Given request A: Extract every line of the records below that contains the word "flower".
-------- Page
My Hero Academia is a Japanese manga series written and illustrated by Kōhei Horikoshi. The story is set in a world where most of the world population has superhuman abilities known as "Quirks". The protagonist Izuku Midoriya is a teenage boy who was born without a Quirk, despite his longtime dream to be a superhero, until he is approached by All Might, the most famous hero in Japan and the world and also his childhood idol, who chooses him to inherit his Quirk "One For All" and helps to enroll him in a prestigious high school for superheroes in training.

My Hero Academia began its serialization in the manga magazine Weekly Shōnen Jump on July 7, 2014. Its individual chapters have been collected into thirty-seven tankōbon volumes, the first volume released on November 4, 2014. The series is licensed for English-language release in North America by Viz Media, who published the first volume on August 4, 2015. As the series is published in Japan, it is also released simultaneously in English digitally by Viz Media's Weekly Shonen Jump and later its website. Additionally, the first twenty volumes within a box set of the series was published by Viz Media on October 18, 2022.
----------------
-------- Records supplied
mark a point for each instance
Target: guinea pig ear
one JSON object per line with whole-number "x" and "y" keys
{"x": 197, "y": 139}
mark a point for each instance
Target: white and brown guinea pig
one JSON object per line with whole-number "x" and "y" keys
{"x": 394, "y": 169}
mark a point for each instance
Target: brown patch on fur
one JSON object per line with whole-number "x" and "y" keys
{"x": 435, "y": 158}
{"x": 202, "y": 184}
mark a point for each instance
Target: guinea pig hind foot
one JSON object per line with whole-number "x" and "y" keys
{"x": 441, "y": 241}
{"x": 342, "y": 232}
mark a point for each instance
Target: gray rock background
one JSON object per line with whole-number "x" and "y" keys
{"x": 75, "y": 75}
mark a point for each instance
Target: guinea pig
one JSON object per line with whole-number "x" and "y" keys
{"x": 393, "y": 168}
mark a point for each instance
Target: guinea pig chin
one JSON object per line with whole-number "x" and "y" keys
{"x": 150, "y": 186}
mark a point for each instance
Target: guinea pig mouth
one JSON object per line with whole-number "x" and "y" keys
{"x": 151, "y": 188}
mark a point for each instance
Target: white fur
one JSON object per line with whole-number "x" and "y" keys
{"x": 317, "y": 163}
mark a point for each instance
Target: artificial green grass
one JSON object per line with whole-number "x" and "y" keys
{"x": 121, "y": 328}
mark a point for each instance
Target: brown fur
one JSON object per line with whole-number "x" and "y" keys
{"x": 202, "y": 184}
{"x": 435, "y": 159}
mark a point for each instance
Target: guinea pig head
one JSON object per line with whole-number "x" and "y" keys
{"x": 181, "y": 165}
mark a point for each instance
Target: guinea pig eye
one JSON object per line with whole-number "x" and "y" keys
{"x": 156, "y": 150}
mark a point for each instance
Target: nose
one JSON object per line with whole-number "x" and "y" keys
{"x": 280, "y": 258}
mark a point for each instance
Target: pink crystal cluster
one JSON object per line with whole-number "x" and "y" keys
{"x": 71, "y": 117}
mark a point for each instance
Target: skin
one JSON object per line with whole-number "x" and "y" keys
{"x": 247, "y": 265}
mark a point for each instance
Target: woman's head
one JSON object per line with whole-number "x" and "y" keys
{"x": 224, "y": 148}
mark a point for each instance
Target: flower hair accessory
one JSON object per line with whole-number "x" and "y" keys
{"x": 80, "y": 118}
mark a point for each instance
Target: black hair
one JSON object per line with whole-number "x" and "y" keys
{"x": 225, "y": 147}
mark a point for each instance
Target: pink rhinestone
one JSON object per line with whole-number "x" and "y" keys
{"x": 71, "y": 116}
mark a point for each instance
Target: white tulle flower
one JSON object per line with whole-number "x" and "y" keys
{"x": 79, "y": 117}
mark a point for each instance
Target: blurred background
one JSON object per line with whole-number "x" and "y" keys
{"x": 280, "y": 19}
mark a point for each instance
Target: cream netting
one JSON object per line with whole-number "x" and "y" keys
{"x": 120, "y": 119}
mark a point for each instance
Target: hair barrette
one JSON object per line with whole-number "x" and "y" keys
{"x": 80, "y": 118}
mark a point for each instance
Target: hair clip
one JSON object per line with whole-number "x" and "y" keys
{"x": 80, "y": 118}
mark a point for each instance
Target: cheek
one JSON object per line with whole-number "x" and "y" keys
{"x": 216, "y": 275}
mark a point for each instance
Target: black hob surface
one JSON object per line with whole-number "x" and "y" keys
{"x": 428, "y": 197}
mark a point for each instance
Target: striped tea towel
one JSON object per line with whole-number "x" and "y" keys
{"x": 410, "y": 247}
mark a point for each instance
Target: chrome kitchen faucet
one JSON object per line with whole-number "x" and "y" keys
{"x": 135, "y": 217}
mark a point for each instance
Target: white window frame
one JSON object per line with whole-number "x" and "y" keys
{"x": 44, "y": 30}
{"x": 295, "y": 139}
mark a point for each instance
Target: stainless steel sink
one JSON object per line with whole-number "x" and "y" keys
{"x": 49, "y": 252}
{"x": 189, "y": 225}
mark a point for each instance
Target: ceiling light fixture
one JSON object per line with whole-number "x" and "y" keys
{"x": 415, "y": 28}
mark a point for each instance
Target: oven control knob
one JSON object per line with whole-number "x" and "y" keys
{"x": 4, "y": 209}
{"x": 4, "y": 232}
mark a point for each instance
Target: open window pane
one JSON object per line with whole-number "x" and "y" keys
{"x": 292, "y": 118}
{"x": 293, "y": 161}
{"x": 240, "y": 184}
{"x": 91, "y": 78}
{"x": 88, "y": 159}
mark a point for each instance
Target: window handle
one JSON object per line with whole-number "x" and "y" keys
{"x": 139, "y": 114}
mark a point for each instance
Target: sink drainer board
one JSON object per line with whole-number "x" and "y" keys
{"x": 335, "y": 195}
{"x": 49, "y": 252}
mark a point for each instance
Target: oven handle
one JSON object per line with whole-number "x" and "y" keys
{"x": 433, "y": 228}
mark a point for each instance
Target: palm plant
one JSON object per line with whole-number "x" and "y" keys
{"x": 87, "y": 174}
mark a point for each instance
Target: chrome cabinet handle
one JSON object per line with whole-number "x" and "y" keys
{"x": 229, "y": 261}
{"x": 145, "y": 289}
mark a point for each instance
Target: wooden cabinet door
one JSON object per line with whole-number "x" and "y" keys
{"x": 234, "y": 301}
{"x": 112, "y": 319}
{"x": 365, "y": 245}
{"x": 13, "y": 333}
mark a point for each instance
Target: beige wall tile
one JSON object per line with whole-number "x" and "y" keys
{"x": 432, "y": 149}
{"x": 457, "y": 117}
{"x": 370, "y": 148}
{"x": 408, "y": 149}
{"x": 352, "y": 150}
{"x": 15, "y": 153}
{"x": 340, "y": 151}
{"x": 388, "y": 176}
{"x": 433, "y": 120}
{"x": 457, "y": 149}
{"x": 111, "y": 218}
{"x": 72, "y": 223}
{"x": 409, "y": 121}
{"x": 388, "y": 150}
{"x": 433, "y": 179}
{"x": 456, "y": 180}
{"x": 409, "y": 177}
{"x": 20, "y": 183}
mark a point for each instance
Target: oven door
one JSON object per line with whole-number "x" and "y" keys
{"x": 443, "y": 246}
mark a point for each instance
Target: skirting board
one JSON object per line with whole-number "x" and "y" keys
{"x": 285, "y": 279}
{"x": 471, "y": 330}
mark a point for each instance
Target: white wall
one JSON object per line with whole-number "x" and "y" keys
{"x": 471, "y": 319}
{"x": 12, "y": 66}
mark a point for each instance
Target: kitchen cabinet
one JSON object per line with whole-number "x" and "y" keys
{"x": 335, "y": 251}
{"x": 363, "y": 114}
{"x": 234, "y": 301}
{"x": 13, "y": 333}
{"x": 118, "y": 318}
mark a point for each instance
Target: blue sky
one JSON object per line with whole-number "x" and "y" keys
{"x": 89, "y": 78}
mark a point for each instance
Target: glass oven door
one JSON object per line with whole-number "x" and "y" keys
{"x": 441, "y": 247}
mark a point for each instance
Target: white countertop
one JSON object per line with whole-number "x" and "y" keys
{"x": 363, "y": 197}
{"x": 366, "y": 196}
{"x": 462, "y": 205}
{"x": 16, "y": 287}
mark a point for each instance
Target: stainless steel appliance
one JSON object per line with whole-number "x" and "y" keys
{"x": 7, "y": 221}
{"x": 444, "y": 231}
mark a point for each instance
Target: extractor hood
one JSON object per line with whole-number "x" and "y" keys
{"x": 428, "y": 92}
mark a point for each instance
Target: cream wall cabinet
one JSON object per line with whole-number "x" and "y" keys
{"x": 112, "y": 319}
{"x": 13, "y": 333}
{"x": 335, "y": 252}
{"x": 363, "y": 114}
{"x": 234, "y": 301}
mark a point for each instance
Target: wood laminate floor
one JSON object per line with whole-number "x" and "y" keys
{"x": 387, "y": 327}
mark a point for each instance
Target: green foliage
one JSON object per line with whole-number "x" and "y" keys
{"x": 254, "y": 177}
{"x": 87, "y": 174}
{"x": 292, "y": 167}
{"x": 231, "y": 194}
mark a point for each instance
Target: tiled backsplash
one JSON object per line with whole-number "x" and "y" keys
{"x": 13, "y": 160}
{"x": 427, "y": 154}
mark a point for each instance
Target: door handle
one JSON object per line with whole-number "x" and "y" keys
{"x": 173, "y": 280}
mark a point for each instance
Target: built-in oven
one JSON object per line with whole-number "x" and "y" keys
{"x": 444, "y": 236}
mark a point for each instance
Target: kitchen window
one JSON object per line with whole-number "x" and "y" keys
----------------
Given request B: Duplicate the whole text on My Hero Academia above, word for word.

Task response A:
Target: flower hair accessory
Target: white tulle flower

Task response B:
My Hero Academia is a Japanese manga series written and illustrated by Kōhei Horikoshi. The story is set in a world where most of the world population has superhuman abilities known as "Quirks". The protagonist Izuku Midoriya is a teenage boy who was born without a Quirk, despite his longtime dream to be a superhero, until he is approached by All Might, the most famous hero in Japan and the world and also his childhood idol, who chooses him to inherit his Quirk "One For All" and helps to enroll him in a prestigious high school for superheroes in training.

My Hero Academia began its serialization in the manga magazine Weekly Shōnen Jump on July 7, 2014. Its individual chapters have been collected into thirty-seven tankōbon volumes, the first volume released on November 4, 2014. The series is licensed for English-language release in North America by Viz Media, who published the first volume on August 4, 2015. As the series is published in Japan, it is also released simultaneously in English digitally by Viz Media's Weekly Shonen Jump and later its website. Additionally, the first twenty volumes within a box set of the series was published by Viz Media on October 18, 2022.